***** Selected extract *****

10 Reasons Why You Should Visit Glasgow Over Edinburgh

Glasgow City Spires | Courtesy Of Glasgow Life
Glasgow City Spires | Courtesy Of Glasgow Life
Photo of Tori Chalmers
31 January 2017

The healthy, age old rivalry and classic banter between Glasgow and Edinburgh is a fact of life in Scotland. Like mozzarella and manchego, both share similarities and yet they are wholly different. Edinburgh may be the capital with the castle, but Glasgow is a dark horse with its enchanting street art, epic nights out and multitude of museums. Here are the reasons why you should visit Glasgow, Scotland’s largest city, over Edinburgh.

Experiencing the street art

There’s no doubt about it, the street art scene in Glasgow is magical beyond belief. These massive murals are thanks to the encouragement of Glasgow’s people and can be spotted embellishing the city’s many buildings. Street artists like Rogue One, Smug and Klingatron add a smile to the city with masterpieces like The World’s Most Economical Taxi, a taxi drifting off into the sky by a handful of balloons, or Honey, I Shrunk The Kids, a gargantuan girl with a magnifying glass looking to pick up people from the street, and The Charing Croc, a meticulously crafted crocodile smiling knowingly. Those interested in marveling at every minute yet wondrous detail can embark on a mural tour.

*****

• _Work to complete_
In the Glasgow article, what does the mural The World's Most Economical Taxi show? The lines that come next are not needed for the task.

***** Source material *****

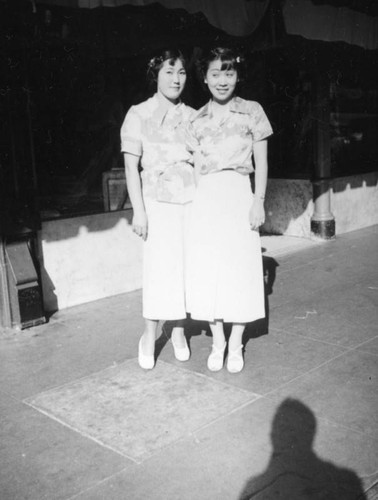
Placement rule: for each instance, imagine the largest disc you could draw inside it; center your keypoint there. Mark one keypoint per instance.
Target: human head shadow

*****

• _In response_
A taxi drifting off into the sky by a handful of balloons.